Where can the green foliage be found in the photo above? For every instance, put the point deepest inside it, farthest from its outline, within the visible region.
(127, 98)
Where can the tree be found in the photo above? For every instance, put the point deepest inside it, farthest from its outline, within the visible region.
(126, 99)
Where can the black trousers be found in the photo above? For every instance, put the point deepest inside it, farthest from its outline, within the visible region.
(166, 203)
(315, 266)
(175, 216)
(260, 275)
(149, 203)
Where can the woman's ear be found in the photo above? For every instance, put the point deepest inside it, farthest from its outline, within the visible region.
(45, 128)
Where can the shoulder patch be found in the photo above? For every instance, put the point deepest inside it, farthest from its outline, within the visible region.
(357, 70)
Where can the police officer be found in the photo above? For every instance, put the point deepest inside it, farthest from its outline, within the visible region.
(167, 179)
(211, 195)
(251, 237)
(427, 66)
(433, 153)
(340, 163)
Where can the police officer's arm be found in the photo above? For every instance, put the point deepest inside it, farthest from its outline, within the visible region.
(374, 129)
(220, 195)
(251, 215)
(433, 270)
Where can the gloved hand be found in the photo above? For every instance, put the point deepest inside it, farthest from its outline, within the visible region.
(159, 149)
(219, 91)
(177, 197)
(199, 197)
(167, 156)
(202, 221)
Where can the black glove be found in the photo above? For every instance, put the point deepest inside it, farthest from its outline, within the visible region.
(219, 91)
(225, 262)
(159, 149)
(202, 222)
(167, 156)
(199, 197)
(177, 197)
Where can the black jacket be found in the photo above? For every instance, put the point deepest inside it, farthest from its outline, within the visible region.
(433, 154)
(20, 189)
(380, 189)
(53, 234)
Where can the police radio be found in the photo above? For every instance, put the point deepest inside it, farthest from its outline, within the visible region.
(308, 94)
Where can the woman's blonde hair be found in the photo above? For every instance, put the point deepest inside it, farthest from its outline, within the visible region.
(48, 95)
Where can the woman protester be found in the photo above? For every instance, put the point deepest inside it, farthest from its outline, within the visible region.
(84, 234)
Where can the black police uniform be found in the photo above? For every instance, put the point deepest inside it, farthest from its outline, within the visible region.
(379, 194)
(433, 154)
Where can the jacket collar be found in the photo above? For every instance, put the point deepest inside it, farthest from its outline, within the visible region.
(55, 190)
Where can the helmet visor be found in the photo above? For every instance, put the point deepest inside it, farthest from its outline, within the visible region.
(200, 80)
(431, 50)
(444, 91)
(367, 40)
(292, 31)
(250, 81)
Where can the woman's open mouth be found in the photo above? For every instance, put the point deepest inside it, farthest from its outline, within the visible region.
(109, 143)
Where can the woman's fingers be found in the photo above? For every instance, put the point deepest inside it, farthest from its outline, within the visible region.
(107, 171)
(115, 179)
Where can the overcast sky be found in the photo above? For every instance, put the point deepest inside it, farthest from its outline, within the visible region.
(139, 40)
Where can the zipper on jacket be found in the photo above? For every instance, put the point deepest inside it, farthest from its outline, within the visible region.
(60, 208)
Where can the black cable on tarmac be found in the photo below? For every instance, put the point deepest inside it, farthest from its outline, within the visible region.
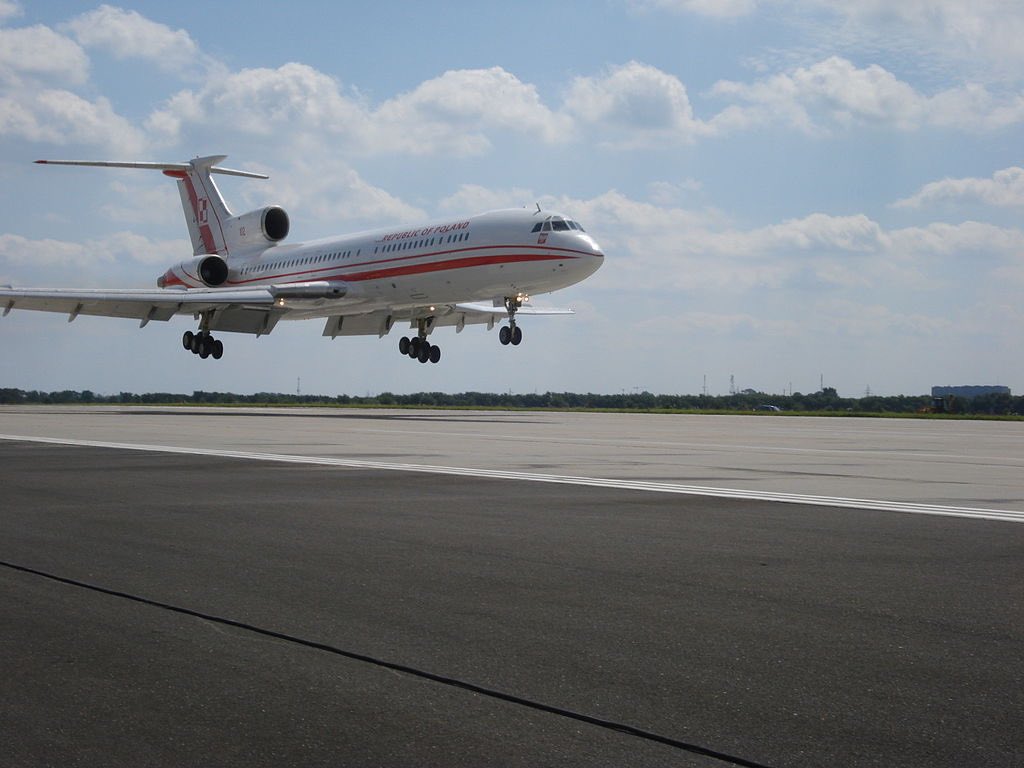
(625, 728)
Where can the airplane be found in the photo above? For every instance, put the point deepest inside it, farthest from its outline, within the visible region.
(243, 279)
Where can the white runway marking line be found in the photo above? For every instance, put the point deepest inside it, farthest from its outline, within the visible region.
(660, 487)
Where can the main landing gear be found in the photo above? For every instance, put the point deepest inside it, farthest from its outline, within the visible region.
(203, 344)
(511, 334)
(419, 348)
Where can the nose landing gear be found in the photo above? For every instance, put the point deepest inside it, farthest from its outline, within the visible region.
(511, 334)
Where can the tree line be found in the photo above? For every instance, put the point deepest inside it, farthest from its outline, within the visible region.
(825, 400)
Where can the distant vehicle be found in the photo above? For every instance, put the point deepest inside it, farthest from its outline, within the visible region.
(242, 279)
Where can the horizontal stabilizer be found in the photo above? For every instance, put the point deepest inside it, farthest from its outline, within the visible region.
(179, 167)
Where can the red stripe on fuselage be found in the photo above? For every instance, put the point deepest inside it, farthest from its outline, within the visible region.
(407, 269)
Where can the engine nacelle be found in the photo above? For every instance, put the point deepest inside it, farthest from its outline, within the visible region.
(259, 227)
(203, 270)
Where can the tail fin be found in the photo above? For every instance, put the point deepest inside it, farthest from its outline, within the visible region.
(206, 212)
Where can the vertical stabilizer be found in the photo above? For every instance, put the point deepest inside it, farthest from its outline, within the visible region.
(206, 212)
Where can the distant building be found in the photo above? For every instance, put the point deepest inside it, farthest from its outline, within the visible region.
(969, 392)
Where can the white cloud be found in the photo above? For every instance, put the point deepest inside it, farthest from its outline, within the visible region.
(472, 198)
(714, 8)
(134, 254)
(127, 34)
(835, 93)
(634, 104)
(1004, 189)
(60, 117)
(450, 113)
(987, 31)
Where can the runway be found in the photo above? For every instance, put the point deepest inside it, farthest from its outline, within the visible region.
(195, 608)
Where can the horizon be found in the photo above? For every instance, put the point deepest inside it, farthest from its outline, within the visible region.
(798, 195)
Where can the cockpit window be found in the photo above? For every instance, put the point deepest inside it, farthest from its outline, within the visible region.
(558, 225)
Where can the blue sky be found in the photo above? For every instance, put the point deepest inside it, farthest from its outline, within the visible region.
(787, 192)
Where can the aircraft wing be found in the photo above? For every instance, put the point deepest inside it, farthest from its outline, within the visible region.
(380, 322)
(254, 309)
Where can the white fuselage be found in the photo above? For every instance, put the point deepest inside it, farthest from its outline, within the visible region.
(477, 258)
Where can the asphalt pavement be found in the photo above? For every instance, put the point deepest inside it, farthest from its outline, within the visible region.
(176, 609)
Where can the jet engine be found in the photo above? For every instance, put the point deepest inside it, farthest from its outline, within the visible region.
(258, 227)
(202, 270)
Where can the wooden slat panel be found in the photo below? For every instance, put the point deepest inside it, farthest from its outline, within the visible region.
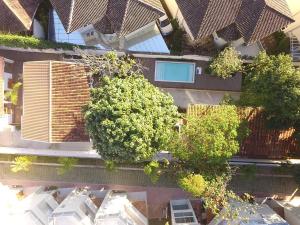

* **Task to complete**
Count the lines in the listing above that contain the word "police". Reply with the number alone.

* **Reply**
4